(Task goal): Only the lines from the one containing "For each instance of the tennis" to the end of the data are wanted; print them exactly as they appear.

(Records contained in a dataset)
++++++++++
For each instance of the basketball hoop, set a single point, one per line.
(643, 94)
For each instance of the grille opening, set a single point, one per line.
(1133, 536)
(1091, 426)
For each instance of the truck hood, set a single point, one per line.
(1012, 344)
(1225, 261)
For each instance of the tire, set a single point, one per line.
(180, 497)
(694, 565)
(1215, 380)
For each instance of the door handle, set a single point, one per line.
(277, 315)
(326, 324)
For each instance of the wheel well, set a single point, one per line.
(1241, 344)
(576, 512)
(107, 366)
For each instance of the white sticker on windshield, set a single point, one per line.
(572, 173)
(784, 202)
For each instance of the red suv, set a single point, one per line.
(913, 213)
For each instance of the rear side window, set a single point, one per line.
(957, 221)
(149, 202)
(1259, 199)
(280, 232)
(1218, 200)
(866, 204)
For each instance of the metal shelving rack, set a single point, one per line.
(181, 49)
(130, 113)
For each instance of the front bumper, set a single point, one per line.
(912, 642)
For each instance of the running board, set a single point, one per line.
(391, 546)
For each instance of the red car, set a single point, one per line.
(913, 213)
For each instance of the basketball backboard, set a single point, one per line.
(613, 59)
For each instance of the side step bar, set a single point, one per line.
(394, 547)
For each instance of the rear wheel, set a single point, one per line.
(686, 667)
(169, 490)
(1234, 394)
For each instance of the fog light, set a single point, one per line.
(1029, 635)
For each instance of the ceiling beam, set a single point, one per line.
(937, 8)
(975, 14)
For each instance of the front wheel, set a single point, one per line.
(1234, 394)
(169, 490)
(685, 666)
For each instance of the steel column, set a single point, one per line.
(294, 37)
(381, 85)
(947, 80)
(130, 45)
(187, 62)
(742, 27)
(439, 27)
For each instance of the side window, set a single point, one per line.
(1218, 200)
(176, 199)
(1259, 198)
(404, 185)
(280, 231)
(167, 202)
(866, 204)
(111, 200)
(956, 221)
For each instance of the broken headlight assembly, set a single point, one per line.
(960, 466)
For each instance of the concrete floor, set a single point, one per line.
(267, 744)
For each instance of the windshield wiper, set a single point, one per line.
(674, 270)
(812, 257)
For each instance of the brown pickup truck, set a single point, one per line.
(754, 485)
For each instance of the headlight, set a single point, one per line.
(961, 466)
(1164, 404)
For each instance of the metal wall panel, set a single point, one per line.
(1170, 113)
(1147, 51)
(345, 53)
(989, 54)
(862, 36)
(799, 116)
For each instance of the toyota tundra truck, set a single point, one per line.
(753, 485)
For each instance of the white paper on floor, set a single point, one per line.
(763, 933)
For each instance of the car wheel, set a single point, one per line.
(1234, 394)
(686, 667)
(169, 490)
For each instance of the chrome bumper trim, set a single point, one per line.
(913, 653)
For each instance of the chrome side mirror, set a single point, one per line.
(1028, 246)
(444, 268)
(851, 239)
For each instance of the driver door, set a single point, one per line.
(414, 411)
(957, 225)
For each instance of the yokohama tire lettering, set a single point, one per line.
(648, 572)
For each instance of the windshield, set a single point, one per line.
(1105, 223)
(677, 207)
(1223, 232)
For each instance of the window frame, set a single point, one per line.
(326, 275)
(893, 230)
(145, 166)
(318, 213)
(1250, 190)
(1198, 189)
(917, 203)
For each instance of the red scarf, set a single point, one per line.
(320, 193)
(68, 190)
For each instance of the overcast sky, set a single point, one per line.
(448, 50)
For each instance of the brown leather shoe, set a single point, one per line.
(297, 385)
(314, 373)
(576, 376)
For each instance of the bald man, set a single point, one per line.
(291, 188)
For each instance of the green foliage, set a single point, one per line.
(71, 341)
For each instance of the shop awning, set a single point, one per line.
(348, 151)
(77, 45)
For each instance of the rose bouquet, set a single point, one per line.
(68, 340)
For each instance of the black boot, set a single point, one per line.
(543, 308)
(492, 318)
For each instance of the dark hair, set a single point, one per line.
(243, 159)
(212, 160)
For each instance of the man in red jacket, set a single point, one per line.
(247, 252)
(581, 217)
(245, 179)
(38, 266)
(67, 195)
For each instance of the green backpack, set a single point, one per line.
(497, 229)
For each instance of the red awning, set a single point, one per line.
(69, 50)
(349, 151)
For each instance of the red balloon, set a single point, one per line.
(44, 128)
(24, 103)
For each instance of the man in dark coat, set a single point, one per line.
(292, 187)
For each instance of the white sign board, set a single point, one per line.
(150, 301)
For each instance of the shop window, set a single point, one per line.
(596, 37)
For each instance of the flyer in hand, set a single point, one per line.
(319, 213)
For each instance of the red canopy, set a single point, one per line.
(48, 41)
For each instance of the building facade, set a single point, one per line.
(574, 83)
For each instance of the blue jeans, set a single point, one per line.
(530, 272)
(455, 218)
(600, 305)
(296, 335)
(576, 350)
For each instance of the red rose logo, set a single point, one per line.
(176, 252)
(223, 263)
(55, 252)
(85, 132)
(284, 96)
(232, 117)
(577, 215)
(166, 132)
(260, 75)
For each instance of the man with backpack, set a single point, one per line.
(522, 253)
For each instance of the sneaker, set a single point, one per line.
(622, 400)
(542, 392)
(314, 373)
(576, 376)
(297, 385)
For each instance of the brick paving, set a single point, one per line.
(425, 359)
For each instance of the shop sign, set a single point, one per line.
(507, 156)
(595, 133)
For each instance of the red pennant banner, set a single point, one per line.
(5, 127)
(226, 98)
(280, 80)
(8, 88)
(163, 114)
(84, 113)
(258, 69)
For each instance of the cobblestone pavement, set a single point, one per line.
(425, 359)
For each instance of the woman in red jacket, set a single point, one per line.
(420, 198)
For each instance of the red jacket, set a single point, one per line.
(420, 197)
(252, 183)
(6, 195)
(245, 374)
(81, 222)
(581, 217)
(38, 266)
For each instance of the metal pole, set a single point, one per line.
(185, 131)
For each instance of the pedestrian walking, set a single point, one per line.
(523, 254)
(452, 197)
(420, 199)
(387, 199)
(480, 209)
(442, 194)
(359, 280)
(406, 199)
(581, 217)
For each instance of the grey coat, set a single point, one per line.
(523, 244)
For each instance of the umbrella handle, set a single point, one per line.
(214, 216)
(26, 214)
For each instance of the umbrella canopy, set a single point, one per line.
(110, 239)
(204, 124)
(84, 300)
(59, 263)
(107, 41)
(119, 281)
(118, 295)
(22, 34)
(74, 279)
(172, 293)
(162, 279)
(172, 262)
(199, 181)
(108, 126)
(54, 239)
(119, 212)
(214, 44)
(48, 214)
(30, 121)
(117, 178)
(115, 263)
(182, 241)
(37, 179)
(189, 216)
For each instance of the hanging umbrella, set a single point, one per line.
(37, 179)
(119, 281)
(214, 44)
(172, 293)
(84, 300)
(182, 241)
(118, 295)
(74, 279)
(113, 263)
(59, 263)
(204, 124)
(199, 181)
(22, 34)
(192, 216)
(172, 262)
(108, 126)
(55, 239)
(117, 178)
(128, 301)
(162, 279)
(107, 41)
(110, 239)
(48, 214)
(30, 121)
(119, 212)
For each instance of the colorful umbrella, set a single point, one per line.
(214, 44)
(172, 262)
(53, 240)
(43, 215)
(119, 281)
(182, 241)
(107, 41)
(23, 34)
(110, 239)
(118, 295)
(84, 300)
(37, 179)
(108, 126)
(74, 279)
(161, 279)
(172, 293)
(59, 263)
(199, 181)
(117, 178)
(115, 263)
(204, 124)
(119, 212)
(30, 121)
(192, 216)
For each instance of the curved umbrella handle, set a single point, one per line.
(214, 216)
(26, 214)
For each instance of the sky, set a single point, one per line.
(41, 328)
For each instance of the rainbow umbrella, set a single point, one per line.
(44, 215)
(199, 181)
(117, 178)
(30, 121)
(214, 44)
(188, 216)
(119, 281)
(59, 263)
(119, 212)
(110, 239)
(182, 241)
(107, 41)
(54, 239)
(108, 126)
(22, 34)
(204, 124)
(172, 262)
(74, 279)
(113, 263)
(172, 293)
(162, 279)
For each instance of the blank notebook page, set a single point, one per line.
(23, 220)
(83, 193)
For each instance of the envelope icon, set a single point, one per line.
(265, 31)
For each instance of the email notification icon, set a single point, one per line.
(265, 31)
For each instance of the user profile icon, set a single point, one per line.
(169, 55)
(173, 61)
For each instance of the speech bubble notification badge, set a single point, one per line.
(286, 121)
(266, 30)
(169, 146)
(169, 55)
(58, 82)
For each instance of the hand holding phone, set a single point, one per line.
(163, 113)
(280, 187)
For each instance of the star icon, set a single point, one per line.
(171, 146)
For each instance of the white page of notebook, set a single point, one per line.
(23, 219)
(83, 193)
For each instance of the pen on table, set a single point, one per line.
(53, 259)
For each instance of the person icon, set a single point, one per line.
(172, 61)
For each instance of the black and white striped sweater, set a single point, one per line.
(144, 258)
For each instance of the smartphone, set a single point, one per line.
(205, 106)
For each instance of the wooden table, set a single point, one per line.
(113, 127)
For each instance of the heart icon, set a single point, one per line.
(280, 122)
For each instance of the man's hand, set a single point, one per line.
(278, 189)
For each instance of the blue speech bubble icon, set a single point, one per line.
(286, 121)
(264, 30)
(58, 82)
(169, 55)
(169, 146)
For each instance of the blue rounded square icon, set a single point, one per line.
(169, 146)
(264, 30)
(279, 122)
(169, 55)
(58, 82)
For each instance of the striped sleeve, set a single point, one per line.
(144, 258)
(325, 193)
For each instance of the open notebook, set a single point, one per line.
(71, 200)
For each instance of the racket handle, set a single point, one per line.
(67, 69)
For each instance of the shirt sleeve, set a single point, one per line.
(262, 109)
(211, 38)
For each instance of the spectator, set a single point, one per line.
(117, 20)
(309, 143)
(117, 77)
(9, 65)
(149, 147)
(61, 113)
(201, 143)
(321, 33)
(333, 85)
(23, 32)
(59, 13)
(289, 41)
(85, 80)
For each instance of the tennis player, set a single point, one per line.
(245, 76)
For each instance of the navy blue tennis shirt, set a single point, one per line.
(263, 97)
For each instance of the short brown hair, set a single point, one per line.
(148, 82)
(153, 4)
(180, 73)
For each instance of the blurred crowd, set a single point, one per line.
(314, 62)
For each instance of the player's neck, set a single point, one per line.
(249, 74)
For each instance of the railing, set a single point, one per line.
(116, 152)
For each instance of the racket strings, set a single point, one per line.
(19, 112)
++++++++++
(Output of the exercise):
For each instance of the tennis player, set a single point, one per line.
(245, 76)
For each instance of the navy blue tennis shirt, set a single point, one per line.
(263, 97)
For each instance of the short brown hair, set a single point, one per line.
(148, 82)
(153, 4)
(180, 73)
For each instance of the blurred crowd, set a single point, one per line.
(314, 62)
For each instance of the player's neck, set a single point, one per line.
(249, 74)
For each instance of the railing, set a single point, one per line.
(116, 152)
For each instance of the racket strings, set a single point, one per line.
(19, 112)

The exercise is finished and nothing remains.